* **REQUIRED TASKS**
1) By what factor did studies find that the QZS-1 augmentation code improved GPS accuracy, according to the QZSS passage?
2) Print everything in the QZSS passage from "The QZS-1 satellite" down to "24/7 augmentation services.".
3) Proceed with the QZSS passage from the point where it stops.

* **GIVEN PASSAGE**
Monday’s launch of the last member of the baseline constellation marks the culmination of 15 years of work. QZSS was initiated in 2002 with the overall objective of increasing the availability of GPS navigation services, particularly in Japan’s urban canyons where tall buildings block out the signals of all GPS satellites that are not particularly high in the sky, potentially causing interruptions in service if less than four satellites are visible.
To accomplish this, QZSS was initially designed as a three-satellite constellation that allows one satellite to be at very high elevation at any given time, essentially adding a GPS-compatible satellite to increase the odds of sufficient satellites being visible for users. QZS-3, as the GEO member of the constellation, was added later to deliver augmentation over the broader Asia-Pacific Region, aiding air traffic control, marine services and scientific applications.
The QZSS satellites deliver two types of signals – GPS-compatible navigation signals that can be processed by any GPS receiver as a standard member of the constellation, and GPS augmentation messages that require specialized receivers to more accurately calculate a user’s position.
The GPS augmentation approach employed by QZSS is similar to that of the U.S. Wide Area Augmentation System, utilizing a number of ground stations to measure variability in GPS signals – caused by clock errors on the satellites or signal distortion in Earth’s ionosphere. Correction messages are generated on the ground and immediately sent to the QZSS satellites which relay them in real-time for use by augmentation-enabled receivers to improve location accuracy to one meter or better.
QZSS takes a unique spot in the satellite spectrum in that it is designed to augment another satellite constellation but moves beyond acting as a bent-pipe relay of ground-generated augmentation signals and in-fact delivers navigation signals of its own. The QZSS constellation will also be capable of augmentation for the European Galileo navigation constellation that will become operational before the end of the decade.
The QZS-1 satellite served as a critical demonstrator for the program, undergoing extensive signals characterization and testing after being lifted into orbit. Studies showed that GPS accuracy was improved by a factor of 2.5 through the augmentation code transmitted by the satellite. These results prompted JAXA to order three DS-2000-based satellites from Mitsubishi Electric in 2013 for a total of $526 million in order to establish the operational QZSS constellation for 24/7 augmentation services.

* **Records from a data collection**
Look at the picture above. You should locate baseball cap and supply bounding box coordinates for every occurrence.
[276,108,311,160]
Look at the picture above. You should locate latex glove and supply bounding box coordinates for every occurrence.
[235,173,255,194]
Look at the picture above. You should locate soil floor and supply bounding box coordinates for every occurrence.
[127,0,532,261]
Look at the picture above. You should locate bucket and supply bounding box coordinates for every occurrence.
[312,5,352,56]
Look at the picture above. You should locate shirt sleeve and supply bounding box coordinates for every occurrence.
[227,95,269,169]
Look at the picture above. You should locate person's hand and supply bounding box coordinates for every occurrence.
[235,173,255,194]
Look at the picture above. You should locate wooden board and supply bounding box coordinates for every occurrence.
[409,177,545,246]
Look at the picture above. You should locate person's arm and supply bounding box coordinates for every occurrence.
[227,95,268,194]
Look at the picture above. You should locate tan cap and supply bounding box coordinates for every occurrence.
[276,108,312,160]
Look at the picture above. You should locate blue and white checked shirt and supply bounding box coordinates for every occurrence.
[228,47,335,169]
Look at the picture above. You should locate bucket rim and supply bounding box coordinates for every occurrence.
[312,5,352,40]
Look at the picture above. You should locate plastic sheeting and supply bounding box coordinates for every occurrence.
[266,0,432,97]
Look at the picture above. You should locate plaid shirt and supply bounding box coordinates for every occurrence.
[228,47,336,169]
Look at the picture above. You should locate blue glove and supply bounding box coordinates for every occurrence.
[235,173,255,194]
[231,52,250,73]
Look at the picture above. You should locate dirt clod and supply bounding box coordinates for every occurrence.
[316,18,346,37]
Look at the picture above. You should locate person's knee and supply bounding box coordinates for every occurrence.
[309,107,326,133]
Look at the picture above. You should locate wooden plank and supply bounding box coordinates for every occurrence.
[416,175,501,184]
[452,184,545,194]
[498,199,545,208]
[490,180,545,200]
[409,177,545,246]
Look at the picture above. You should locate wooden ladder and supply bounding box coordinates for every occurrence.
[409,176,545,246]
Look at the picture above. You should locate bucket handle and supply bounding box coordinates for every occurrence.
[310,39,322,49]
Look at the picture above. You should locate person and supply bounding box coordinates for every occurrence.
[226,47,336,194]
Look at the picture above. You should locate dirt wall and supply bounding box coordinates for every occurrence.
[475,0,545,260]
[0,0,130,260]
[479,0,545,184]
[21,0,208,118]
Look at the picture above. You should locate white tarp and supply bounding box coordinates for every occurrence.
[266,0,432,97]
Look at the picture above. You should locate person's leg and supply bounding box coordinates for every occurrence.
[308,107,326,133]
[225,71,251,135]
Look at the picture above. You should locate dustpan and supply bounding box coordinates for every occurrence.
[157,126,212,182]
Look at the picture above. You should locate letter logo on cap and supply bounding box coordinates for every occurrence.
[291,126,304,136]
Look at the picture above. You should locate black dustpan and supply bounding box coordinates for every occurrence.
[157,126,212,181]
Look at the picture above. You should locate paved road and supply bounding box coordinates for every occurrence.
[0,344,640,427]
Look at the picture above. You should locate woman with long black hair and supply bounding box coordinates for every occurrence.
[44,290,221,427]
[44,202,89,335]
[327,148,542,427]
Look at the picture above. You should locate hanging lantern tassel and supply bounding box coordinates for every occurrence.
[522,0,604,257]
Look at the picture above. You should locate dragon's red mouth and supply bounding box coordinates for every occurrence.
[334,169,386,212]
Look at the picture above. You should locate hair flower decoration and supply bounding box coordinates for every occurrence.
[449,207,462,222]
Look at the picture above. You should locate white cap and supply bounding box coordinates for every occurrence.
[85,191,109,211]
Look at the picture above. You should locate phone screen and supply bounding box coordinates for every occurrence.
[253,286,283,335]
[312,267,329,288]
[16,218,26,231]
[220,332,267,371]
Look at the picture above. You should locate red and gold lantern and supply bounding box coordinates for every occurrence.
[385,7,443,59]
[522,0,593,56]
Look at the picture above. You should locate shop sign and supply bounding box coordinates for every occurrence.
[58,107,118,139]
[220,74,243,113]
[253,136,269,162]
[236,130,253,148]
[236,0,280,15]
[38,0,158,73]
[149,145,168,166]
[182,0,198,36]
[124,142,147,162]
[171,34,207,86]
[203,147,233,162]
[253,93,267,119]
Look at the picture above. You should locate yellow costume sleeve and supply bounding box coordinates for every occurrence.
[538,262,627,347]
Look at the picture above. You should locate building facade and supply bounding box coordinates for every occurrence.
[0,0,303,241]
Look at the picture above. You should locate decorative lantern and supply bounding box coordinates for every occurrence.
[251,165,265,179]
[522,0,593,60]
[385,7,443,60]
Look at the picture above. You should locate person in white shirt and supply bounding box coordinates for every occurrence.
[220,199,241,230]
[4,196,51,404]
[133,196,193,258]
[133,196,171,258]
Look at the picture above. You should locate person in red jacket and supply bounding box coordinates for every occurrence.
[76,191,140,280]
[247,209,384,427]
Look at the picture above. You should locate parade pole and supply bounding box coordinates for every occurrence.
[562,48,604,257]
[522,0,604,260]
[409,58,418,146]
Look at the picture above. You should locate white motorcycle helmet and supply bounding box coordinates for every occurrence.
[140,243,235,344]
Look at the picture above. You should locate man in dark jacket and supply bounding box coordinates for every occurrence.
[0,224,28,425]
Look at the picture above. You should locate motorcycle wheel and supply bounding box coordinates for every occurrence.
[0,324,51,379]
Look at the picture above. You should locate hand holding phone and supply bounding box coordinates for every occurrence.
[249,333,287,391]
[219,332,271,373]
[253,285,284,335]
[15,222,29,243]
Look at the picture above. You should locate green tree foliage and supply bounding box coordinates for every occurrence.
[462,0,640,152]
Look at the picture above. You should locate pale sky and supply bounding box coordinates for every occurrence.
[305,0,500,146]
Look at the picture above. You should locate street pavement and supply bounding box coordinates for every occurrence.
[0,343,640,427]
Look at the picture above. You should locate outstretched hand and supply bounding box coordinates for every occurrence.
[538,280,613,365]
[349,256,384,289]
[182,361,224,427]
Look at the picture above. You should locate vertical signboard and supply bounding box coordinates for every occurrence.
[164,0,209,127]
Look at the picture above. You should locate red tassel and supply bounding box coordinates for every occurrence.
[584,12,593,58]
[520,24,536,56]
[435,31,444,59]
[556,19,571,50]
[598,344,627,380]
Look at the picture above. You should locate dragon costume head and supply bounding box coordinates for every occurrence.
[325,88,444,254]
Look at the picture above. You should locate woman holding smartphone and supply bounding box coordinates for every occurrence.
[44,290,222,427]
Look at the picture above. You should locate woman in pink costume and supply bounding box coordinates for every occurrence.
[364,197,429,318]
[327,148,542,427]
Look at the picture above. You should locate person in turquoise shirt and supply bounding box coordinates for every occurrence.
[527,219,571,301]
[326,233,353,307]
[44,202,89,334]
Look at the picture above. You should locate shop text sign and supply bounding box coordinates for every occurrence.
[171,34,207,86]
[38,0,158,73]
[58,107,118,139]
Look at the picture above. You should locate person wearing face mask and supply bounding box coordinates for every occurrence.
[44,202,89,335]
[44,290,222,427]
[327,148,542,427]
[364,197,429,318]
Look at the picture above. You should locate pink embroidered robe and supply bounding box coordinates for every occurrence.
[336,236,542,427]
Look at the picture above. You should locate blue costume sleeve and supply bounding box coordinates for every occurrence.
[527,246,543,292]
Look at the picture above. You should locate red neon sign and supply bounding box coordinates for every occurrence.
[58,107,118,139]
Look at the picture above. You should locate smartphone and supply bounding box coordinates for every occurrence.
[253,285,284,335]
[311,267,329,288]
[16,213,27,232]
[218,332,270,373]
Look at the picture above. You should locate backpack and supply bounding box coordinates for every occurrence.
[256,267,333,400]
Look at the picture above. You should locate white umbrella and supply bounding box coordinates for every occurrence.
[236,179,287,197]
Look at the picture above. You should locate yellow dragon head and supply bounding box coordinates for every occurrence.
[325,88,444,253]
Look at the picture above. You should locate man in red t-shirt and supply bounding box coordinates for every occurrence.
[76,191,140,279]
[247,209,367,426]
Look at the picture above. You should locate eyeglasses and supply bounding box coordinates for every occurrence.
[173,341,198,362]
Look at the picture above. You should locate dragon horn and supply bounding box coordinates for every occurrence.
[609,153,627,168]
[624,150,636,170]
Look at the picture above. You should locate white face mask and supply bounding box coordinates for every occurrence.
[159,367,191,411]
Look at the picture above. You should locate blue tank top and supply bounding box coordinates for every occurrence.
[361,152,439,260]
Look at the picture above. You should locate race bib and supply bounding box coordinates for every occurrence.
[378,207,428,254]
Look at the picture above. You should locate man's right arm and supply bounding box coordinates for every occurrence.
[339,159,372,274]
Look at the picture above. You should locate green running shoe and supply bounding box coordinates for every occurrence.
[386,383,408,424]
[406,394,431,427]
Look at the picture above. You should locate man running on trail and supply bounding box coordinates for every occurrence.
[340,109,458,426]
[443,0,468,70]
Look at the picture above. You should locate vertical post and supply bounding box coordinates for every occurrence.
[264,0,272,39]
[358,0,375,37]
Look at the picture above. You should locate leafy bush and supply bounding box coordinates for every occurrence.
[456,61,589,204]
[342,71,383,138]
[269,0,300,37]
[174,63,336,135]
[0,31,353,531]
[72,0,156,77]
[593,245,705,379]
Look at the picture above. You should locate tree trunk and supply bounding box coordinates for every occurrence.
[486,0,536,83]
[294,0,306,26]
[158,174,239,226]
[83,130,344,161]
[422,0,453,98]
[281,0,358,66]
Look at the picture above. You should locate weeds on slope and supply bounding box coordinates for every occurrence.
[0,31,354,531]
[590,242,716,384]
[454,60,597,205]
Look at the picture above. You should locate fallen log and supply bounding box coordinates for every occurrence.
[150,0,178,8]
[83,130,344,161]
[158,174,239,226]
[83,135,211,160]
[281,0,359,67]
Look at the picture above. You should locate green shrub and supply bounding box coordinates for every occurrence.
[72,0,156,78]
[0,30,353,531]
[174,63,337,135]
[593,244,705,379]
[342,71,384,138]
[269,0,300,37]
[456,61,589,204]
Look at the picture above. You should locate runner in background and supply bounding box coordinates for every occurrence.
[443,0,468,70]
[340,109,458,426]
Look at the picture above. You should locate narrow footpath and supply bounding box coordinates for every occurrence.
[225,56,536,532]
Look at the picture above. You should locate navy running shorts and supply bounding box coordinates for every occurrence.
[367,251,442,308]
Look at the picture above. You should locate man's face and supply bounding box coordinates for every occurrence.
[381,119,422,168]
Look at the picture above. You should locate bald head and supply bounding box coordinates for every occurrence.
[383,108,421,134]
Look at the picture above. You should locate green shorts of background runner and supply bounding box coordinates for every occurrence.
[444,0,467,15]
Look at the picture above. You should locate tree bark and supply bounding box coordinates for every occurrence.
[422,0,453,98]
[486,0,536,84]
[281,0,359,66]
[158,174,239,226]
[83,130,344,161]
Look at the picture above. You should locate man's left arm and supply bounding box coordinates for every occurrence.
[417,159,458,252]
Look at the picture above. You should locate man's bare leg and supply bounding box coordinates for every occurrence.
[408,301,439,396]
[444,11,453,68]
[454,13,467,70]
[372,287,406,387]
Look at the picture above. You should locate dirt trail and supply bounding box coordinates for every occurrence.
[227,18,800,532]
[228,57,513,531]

* **TASK RESPONSES**
1) By a factor of 2.5.

2)
The QZS-1 satellite served as a critical demonstrator for the program, undergoing extensive signals characterization and testing after being lifted into orbit. Studies showed that GPS accuracy was improved by a factor of 2.5 through the augmentation code transmitted by the satellite. These results prompted JAXA to order three DS-2000-based satellites from Mitsubishi Electric in 2013 for a total of $526 million in order to establish the operational QZSS constellation for 24/7 augmentation services.

3)
A carbon copy of QZS-2, the Michibiki-4 satellites stands 6.2 meters tall and weighs in at four metric tons, comprising a 1,180-Kilogram satellite platform, 370kg navigation payload and 2,450kg of maneuvering propellant. At the heart of the satellite sits a pair of redundant Rubidium Atomic Clocks that provide the ultra-stable timing needed in the generation of regular GPS navigation messages. Japan received clearance from the U.S. in 2006 to use the GPS navigation bands as well as the L1-SAIF augmentation signal architecture.
Called up for the launch of QZS-4 will be Japan’s trusted H-IIA rocket, making its fifth flight of the year and breaking its previous best mark for the number of missions in a calendar year. In the H-IIA 202 configuration used on Monday, the vehicle consists of a two-stage stack four meters in diameter plus a pair of SRB-A3 Solid Rocket Boosters to do most of the heavy-lifting in the first minute and a half of the flight. H-IIA 202 has a launch mass of 285 metric tons and can lift 4,100 Kilograms into a Geostationary Transfer Orbit.
H-IIA’s lengthy launch countdown will begin with the vehicle’s rollout to Launch Pad 1 around 8 UTC on Monday. Covering its first 500 meters toward orbit, H-IIA will be centered on the pad and connected to various commodity lines before undergoing power-up for an initial set of checkouts while teams close out the facility.
Propellant loading is expected to pick up seven hours and 45 minutes before launch to fill the two-stage rocket with 120 metric tons of -183°C Liquid Oxygen and -253°C Liquid Hydrogen. Once at flight level, the tanks will enter stable replenish for another pre-flight testing campaign that will set the stage for the automated countdown sequence.
Computers will be handed control of the count at X-4.5 minutes to take H-IIA through the final preparatory steps, notably the pressurization of its four tanks, the transition to internal power and the activation of the Flight Control System. H-IIA will begin breathing fire at X-5.2 seconds when the LE-7A engine will start its ignition sequence to soar to a thrust of nearly 100 metric ton force under close watch by the rocket’s flight computers.
Upon completion of engine monitoring, when clocks strike zero, H-IIA will fire up the twin boosters and leap off the pad with a total thrust of 600 metric-ton-force. H-IIA will climb vertically for only a handful of seconds before initiating its pitch and roll program to begin racing downrange across the Pacific Ocean.
Unlike a typical geostationary delivery that aims to reduce orbital inclination, H-IIA will be targeting a higher inclination than its launch site as the QZS constellation satellites operate in an orbit inclined 40 to 44 degrees to either side of the equator.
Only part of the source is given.